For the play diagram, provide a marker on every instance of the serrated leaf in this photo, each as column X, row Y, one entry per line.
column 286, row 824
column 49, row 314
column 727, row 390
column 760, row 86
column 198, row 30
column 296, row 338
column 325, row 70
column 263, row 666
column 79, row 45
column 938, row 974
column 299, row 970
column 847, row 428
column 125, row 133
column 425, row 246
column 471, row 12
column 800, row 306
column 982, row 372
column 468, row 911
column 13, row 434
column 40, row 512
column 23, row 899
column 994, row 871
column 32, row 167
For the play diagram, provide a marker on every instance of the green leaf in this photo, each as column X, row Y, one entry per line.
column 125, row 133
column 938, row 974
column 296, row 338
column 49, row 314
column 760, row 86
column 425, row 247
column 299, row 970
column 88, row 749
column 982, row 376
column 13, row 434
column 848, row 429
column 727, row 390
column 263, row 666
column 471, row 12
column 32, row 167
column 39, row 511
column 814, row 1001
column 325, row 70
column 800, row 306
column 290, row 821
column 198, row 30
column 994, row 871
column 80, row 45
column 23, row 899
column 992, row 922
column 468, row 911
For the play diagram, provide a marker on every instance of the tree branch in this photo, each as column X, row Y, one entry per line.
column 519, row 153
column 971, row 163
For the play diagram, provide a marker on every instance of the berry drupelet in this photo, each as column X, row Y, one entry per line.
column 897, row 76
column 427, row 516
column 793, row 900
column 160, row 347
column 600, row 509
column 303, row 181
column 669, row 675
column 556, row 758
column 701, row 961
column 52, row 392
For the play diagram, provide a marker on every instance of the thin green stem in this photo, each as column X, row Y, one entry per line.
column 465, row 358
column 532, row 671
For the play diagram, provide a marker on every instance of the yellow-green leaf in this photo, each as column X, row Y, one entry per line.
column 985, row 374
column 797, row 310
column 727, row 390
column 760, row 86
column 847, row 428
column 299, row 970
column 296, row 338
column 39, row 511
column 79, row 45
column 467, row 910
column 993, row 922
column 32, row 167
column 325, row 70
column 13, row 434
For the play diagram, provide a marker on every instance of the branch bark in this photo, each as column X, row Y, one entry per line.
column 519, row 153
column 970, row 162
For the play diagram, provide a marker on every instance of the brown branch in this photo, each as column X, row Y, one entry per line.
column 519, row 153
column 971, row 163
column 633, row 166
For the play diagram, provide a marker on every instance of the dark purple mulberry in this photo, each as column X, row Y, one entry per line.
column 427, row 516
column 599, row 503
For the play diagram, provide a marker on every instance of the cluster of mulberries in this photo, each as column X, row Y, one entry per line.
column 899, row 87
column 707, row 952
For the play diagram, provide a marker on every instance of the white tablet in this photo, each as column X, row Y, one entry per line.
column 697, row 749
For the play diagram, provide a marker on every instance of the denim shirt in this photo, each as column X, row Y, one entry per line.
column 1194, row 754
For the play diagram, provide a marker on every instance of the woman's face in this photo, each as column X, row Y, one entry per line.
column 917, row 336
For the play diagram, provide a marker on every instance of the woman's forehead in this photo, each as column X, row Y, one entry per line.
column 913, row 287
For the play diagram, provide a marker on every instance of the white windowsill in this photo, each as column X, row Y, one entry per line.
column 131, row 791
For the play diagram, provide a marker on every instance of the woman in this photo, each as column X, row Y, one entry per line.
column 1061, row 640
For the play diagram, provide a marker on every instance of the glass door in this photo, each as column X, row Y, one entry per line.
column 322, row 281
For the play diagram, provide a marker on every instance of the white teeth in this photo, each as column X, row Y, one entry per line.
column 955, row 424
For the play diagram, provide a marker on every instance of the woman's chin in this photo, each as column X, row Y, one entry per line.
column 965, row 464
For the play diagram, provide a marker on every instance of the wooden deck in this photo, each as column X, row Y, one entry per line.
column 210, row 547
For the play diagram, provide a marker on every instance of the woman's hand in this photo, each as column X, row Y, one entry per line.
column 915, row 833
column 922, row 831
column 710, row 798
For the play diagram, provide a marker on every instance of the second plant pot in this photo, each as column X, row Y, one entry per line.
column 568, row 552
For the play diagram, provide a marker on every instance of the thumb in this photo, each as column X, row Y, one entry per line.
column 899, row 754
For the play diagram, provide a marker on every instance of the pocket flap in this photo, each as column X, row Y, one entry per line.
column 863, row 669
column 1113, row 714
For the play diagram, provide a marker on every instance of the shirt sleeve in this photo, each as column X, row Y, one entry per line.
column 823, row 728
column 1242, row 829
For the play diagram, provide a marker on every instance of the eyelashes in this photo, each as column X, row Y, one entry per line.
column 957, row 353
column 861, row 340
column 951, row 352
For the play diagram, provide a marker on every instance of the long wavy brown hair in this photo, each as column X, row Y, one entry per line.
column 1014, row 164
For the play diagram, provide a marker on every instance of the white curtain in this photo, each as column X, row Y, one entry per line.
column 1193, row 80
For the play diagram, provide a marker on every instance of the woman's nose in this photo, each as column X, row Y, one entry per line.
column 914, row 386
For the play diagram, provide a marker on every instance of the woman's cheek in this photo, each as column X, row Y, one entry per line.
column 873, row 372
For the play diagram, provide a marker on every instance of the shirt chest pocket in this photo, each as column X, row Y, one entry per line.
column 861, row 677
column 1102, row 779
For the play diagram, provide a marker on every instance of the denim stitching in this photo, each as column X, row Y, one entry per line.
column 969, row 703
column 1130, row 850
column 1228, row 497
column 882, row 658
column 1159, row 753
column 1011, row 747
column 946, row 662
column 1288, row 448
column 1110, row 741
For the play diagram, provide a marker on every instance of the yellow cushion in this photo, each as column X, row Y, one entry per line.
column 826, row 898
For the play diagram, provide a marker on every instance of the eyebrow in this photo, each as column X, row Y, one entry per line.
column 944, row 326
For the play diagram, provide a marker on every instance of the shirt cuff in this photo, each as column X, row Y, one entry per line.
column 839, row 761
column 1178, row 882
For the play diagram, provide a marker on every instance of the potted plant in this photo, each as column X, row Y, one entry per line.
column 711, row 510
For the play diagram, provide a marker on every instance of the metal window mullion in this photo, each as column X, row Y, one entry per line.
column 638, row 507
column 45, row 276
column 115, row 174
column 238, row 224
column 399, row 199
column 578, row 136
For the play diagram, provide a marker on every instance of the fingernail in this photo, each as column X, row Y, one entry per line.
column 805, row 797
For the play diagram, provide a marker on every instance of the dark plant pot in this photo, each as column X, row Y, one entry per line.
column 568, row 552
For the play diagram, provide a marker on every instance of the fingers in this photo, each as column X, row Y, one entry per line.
##############################
Give back every line of the data above word for word, changing nothing.

Complete answer
For the play diagram, provide a marker on every instance of the serrated leaf in this photo, each as column X, row Y, one entry per line.
column 286, row 824
column 49, row 314
column 727, row 390
column 760, row 86
column 198, row 30
column 296, row 338
column 325, row 70
column 263, row 666
column 79, row 45
column 938, row 974
column 299, row 970
column 847, row 428
column 125, row 133
column 425, row 246
column 471, row 12
column 800, row 306
column 982, row 372
column 468, row 911
column 13, row 434
column 40, row 512
column 23, row 899
column 994, row 871
column 32, row 167
For the play diagram, provide a marker on every instance of the green leaf in this photo, each as column X, row Y, one entry per line.
column 125, row 133
column 938, row 974
column 296, row 338
column 49, row 314
column 760, row 86
column 425, row 247
column 299, row 970
column 88, row 749
column 982, row 376
column 13, row 434
column 848, row 429
column 727, row 390
column 263, row 666
column 471, row 12
column 32, row 167
column 39, row 511
column 814, row 1001
column 325, row 70
column 800, row 306
column 290, row 821
column 198, row 30
column 994, row 871
column 80, row 45
column 23, row 899
column 992, row 922
column 468, row 911
For the play diagram, provide a marker on every instance of the tree branch in this photo, each as column X, row Y, one entry per line.
column 519, row 153
column 971, row 163
For the play diagram, provide a marker on every instance of the berry drupelet in this photo, each as column X, row Y, one entry per line.
column 897, row 76
column 427, row 516
column 793, row 900
column 160, row 347
column 600, row 509
column 303, row 181
column 669, row 675
column 556, row 758
column 701, row 961
column 52, row 392
For the play diagram, provide a marker on every instance of the thin green stem in this photo, each as column X, row Y, one entry per line.
column 465, row 358
column 532, row 671
For the play diagram, provide a marker on every instance of the yellow-green leaf in this photo, each as column X, row Y, one entry per line.
column 985, row 374
column 797, row 310
column 727, row 390
column 760, row 86
column 847, row 428
column 299, row 970
column 296, row 338
column 39, row 511
column 79, row 45
column 467, row 910
column 993, row 922
column 32, row 167
column 325, row 70
column 13, row 434
For the play diagram, provide a marker on every instance of the branch bark in this photo, each as column X, row Y, one entry per line.
column 519, row 153
column 970, row 162
For the play diagram, provide a marker on every instance of the brown branch in this photo, each as column X, row Y, one entry per line.
column 519, row 153
column 971, row 163
column 633, row 166
For the play diagram, provide a marker on every instance of the dark purple mulberry in this photo, each as column X, row Y, one entry per line.
column 427, row 516
column 599, row 503
For the play diagram, provide a marker on every instance of the cluster of mulberries in this photo, each as column X, row Y, one entry per line.
column 899, row 87
column 707, row 952
For the play diagram, provide a marker on every instance of the white tablet in this photo, each as column X, row Y, one entry per line.
column 697, row 749
For the play diagram, provide a marker on every instance of the denim shirt in this photo, each as column X, row Y, one entry per line.
column 1194, row 754
For the play diagram, provide a marker on every instance of the woman's face in this photo, each as column X, row Y, one entry per line.
column 917, row 336
For the play diagram, provide a marker on every instance of the woman's forehead in this photo, each as column X, row Y, one entry per line.
column 913, row 287
For the play diagram, provide a marker on every instance of the white windowsill in this photo, each as column X, row Y, one entry per line.
column 131, row 791
For the play diagram, provide a marker on every instance of the woman in this photo, each as column X, row Y, one entry per line.
column 1061, row 640
For the play diagram, provide a marker on every instance of the glass door in this photo, each as column X, row Y, one entry per line.
column 322, row 281
For the play diagram, provide a marker on every instance of the white teeth in this photo, each as column X, row Y, one entry per line.
column 955, row 424
For the play diagram, provide a marker on every instance of the woman's chin in this photo, each as column X, row Y, one entry per line.
column 965, row 464
For the play diagram, provide a marker on every instance of the wooden deck in this photo, each as column X, row Y, one entry per line.
column 210, row 547
For the play diagram, provide a marker on every instance of the woman's hand in this photo, each as column X, row Y, one entry per line.
column 915, row 833
column 922, row 831
column 710, row 798
For the play diagram, provide a marker on every instance of the second plant pot in this photo, each as column X, row Y, one entry per line.
column 568, row 552
For the play diagram, provide a marker on every instance of the thumb in this photo, each as column X, row Y, one entry per line.
column 899, row 754
For the play diagram, provide a marker on every instance of the pocket flap in this photo, each as column X, row Y, one entry per line.
column 863, row 669
column 1113, row 714
For the play diagram, provide a marker on every instance of the shirt sleeve in this photo, each as column X, row Y, one entry per line.
column 823, row 728
column 1242, row 829
For the play diagram, provide a marker on every instance of the eyelashes in this photo, each as column X, row Y, one entry per line.
column 957, row 353
column 861, row 340
column 951, row 352
For the play diagram, provide a marker on every instance of the long wavy brown hair in this photo, each as column X, row Y, one entry per line.
column 1014, row 164
For the play diagram, provide a marker on every instance of the white curtain in this photo, each as column X, row Y, one entry per line.
column 1193, row 80
For the play diagram, provide a marker on every instance of the woman's nose in this photo, each as column X, row Y, one entry per line.
column 914, row 386
For the play diagram, provide a marker on every instance of the woman's cheek in this photo, each as column X, row Y, one entry per line.
column 873, row 372
For the play diagram, provide a marker on every instance of the shirt chest pocket in this photo, each as column X, row Y, one entry per line.
column 861, row 677
column 1102, row 779
For the play diagram, provide a marker on every instance of the denim stitching in this photo, each as column X, row Y, one entry per line.
column 969, row 703
column 1130, row 850
column 1228, row 497
column 882, row 658
column 1159, row 753
column 1011, row 747
column 946, row 662
column 1288, row 448
column 1110, row 741
For the play diagram, provide a marker on every instance of the yellow cushion in this photo, each as column X, row Y, one entry per line.
column 826, row 898
For the play diagram, provide a marker on every instance of the eyebrow in this photo, each as column X, row Y, one entry per line.
column 944, row 326
For the play diagram, provide a marker on every instance of the shirt cuff in this photo, each as column X, row Y, one entry per line.
column 839, row 761
column 1178, row 882
For the play diagram, provide a marker on every instance of the potted plant in this photo, each as column X, row Y, one entry per line.
column 711, row 510
For the play diagram, provide a marker on every instance of the metal window mullion in this photo, each as column X, row Y, one entry per line.
column 638, row 507
column 45, row 276
column 115, row 174
column 238, row 224
column 399, row 199
column 578, row 136
For the play diagram, provide a marker on every instance of the fingernail in this photo, each as column X, row Y, one entry per line.
column 805, row 797
For the play diagram, provide a marker on every instance of the dark plant pot in this photo, each as column X, row Y, one entry per line.
column 568, row 552
For the play diagram, provide a marker on every instance of the fingers in this photo, each as column X, row Y, one entry per line.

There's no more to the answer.